- WHAT IS REQUIRED -
Filter the records below for the word "tree". Keep each line that has it.

[Dataset entries]
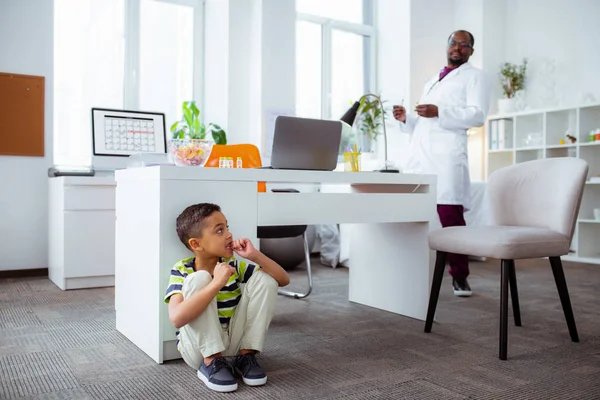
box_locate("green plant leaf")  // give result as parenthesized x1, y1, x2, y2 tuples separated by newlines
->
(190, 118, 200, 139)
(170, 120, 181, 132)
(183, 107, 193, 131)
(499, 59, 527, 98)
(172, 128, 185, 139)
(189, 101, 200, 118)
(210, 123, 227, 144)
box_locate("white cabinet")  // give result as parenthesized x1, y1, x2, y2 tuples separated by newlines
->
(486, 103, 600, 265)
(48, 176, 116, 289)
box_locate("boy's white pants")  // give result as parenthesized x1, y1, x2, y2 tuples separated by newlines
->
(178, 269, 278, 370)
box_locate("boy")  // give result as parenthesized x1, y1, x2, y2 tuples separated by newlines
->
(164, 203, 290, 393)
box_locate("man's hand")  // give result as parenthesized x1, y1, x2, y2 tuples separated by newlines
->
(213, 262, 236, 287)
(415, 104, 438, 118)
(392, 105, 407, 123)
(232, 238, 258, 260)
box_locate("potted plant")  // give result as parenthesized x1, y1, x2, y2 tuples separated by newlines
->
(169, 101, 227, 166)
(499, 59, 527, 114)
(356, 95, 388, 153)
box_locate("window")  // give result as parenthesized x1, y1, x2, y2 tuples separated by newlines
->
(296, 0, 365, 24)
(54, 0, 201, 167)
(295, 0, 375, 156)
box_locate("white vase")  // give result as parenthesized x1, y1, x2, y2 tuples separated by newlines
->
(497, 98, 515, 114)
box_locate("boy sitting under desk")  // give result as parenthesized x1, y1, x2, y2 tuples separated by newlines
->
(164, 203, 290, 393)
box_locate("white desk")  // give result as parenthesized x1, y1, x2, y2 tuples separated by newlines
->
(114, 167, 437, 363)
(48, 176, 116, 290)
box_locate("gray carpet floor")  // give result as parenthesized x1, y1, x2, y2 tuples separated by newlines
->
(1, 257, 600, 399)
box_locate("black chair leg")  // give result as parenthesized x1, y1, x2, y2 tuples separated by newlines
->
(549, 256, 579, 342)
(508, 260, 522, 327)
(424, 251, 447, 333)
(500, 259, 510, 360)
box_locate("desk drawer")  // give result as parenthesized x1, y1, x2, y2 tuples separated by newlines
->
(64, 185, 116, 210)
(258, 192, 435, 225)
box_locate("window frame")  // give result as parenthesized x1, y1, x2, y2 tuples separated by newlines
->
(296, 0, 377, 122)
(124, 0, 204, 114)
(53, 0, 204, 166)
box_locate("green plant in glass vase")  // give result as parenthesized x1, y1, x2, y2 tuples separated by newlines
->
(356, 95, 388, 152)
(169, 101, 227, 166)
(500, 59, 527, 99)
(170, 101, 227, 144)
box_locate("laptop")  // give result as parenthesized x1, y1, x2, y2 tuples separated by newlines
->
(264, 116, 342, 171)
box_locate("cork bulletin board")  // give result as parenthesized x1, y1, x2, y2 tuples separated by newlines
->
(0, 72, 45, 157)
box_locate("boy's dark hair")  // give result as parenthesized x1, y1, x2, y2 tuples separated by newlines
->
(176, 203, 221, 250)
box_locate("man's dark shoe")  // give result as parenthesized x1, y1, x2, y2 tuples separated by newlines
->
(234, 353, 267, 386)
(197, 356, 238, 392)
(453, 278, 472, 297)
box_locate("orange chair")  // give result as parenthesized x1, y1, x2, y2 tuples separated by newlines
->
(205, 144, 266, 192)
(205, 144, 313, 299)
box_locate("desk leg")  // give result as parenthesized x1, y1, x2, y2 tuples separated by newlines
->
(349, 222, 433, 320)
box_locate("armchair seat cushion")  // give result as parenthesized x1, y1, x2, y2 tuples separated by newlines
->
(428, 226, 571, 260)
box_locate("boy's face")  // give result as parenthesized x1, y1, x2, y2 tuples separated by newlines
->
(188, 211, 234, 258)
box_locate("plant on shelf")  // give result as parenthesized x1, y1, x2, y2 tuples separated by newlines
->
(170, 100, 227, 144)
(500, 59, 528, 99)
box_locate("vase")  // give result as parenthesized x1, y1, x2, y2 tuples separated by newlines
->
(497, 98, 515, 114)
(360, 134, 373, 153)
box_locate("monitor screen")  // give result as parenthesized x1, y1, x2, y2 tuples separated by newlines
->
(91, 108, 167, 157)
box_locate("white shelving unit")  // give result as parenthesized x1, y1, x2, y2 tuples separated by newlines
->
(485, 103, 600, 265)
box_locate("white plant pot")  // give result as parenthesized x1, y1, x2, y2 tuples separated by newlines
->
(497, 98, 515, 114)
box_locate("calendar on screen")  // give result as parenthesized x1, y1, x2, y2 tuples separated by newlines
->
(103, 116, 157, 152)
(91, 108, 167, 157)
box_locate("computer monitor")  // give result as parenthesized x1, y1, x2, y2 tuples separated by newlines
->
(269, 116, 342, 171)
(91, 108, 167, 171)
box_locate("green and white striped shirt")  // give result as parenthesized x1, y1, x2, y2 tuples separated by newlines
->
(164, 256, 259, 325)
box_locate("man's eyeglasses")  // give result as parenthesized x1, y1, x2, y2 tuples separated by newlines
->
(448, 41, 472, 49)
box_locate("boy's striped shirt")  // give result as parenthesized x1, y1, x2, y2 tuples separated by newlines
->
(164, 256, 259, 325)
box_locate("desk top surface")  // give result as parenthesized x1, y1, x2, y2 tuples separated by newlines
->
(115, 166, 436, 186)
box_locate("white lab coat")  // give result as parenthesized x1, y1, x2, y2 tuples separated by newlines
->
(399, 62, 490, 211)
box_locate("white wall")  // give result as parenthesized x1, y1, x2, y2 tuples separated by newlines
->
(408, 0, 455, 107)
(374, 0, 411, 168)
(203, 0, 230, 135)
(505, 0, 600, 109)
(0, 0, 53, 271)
==
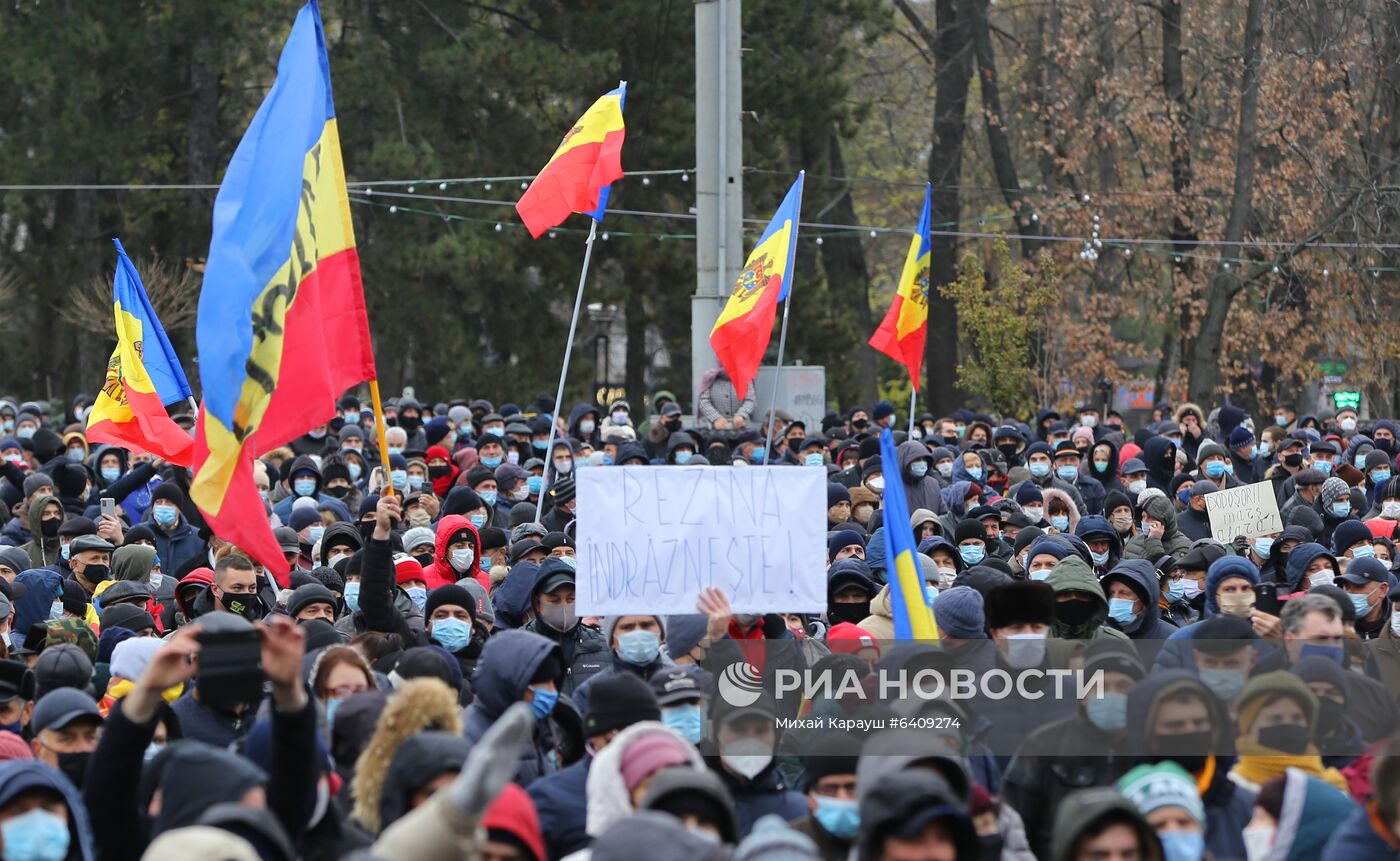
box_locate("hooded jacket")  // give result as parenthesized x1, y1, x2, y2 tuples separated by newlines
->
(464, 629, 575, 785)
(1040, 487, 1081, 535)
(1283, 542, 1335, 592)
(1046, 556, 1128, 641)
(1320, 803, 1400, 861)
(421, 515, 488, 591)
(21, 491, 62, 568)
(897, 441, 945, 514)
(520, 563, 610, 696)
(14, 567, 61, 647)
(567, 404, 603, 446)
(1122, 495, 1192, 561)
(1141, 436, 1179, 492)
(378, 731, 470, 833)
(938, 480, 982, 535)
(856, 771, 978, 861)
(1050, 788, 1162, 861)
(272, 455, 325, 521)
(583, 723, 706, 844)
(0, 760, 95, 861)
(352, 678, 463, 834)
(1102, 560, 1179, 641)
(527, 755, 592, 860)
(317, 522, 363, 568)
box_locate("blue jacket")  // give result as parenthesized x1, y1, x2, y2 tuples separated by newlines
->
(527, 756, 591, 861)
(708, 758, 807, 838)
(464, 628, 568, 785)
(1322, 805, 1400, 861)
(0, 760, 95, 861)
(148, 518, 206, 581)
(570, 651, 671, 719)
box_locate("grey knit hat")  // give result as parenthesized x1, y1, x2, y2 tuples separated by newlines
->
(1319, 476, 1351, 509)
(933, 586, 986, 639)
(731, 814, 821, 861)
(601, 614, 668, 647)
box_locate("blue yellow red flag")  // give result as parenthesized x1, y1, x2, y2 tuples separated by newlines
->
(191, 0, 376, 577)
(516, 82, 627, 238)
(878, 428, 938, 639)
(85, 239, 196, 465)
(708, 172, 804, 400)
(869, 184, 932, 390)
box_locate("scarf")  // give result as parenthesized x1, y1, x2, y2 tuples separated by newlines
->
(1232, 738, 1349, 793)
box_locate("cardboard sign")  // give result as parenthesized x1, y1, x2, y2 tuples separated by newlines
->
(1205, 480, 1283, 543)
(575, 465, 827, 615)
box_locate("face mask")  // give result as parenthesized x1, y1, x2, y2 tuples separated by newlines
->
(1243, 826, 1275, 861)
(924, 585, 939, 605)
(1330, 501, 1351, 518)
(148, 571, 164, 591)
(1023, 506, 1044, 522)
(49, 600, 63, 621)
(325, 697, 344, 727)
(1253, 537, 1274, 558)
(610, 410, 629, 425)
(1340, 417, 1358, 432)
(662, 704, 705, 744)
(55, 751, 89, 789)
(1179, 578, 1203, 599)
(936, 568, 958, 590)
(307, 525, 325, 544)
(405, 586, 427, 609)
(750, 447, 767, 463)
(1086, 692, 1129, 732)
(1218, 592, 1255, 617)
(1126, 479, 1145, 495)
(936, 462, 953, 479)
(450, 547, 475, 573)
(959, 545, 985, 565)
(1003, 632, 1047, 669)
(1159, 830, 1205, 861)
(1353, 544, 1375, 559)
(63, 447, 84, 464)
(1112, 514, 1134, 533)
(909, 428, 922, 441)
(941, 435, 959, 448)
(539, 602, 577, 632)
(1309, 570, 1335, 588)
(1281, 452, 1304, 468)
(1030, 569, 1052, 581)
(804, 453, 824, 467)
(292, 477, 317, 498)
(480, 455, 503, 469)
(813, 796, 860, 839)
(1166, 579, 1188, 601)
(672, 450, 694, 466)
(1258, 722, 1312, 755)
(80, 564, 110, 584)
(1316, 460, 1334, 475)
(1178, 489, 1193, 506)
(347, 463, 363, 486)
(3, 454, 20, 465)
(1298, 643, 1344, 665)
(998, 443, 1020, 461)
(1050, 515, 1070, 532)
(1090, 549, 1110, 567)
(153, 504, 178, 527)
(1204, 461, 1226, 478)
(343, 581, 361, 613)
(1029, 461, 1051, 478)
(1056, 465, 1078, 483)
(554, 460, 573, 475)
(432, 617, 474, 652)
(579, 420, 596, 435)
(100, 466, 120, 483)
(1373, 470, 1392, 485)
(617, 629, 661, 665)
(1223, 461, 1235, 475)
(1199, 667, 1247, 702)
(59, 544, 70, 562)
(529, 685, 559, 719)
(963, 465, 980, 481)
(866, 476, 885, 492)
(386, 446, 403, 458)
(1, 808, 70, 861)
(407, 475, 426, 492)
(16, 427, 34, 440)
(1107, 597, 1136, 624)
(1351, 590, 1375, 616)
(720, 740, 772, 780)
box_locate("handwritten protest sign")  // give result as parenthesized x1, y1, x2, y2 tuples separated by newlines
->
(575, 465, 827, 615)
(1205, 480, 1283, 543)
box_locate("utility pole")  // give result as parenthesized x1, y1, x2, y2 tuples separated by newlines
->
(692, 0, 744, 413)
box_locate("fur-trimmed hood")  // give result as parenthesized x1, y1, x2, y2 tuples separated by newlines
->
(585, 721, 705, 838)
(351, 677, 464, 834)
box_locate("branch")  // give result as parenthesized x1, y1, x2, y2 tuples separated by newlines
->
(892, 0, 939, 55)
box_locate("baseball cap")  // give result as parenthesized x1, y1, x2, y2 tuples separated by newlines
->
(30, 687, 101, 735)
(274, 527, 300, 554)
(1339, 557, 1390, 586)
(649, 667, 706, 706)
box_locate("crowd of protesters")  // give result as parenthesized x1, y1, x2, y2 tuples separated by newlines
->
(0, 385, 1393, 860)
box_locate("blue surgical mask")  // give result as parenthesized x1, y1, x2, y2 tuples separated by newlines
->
...
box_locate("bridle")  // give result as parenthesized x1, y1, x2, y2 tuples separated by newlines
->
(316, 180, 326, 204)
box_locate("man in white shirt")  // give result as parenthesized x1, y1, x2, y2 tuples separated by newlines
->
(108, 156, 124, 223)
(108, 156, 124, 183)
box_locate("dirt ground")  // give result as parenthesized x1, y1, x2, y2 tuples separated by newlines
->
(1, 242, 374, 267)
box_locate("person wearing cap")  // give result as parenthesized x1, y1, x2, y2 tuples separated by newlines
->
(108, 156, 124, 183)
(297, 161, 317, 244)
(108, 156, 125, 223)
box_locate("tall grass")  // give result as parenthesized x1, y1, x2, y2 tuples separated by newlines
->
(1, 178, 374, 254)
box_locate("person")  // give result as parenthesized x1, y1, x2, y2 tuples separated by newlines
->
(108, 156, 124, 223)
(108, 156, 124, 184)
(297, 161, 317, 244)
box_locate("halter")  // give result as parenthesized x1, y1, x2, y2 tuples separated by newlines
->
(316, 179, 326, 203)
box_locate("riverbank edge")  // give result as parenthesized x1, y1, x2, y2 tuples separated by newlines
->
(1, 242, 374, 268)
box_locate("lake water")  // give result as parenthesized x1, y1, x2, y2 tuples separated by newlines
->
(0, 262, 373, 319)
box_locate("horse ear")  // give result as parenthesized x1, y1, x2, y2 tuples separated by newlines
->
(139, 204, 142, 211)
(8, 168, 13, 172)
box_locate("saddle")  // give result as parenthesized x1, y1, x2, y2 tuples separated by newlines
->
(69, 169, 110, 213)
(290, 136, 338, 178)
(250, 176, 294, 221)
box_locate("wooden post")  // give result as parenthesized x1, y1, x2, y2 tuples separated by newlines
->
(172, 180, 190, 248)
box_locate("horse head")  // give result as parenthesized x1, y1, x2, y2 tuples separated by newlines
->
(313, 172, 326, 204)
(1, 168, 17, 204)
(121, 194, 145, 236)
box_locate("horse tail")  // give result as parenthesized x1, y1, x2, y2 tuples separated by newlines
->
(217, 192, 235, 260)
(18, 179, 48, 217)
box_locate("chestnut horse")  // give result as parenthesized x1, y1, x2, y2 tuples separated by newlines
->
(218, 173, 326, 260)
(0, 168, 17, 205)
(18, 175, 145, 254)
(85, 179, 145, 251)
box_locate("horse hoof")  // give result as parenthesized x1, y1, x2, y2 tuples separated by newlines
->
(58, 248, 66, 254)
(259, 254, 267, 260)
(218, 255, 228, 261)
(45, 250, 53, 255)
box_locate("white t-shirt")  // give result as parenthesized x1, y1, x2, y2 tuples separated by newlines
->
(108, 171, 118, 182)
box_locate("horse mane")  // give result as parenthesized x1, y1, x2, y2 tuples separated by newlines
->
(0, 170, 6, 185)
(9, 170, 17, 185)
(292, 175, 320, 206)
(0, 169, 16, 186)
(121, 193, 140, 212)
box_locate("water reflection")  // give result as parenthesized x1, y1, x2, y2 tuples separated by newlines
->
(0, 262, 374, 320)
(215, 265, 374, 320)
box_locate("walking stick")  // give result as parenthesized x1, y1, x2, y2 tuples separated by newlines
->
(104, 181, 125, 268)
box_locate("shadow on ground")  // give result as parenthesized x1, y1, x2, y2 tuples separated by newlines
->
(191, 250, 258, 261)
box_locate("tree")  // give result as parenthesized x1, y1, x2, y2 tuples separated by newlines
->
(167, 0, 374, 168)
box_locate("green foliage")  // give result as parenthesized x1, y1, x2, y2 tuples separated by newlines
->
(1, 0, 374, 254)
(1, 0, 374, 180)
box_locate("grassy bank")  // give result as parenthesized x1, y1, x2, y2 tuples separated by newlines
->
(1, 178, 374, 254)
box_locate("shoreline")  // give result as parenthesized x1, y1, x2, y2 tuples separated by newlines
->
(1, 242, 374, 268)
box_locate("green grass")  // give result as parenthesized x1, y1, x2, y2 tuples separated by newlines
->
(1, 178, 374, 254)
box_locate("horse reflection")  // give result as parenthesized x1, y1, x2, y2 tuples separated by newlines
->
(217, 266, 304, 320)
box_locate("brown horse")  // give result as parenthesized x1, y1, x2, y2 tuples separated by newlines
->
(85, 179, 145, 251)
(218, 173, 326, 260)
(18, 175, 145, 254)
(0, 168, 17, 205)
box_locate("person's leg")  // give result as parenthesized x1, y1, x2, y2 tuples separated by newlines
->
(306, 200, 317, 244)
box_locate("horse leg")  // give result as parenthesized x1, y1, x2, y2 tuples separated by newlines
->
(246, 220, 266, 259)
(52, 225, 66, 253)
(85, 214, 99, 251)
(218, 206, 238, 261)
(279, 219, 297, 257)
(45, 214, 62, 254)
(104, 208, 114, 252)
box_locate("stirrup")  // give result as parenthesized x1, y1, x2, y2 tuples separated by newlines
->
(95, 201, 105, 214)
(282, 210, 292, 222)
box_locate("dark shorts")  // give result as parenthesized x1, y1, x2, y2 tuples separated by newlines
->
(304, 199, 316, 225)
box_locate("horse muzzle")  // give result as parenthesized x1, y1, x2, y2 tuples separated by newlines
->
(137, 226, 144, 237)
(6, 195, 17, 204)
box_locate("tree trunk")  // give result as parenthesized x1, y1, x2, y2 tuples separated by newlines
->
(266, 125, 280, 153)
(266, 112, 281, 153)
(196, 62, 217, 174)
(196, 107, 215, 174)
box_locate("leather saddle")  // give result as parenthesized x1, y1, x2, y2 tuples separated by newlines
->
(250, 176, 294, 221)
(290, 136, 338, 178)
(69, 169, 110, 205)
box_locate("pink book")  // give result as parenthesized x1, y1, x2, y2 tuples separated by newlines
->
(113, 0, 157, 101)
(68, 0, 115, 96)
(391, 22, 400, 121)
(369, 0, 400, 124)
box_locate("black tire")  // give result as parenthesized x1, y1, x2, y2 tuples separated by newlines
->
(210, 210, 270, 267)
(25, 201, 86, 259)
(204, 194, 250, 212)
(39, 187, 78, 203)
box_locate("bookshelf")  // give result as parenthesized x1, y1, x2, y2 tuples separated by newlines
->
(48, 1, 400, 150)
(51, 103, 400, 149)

- WRITTEN SOLUTION -
box_locate("tree")  // give result as parenthesized x1, y1, x2, y2 tuples separated by newlines
box_locate("tree trunk")  // give result as parenthesized x1, y1, x2, y2 tuples separated by newlines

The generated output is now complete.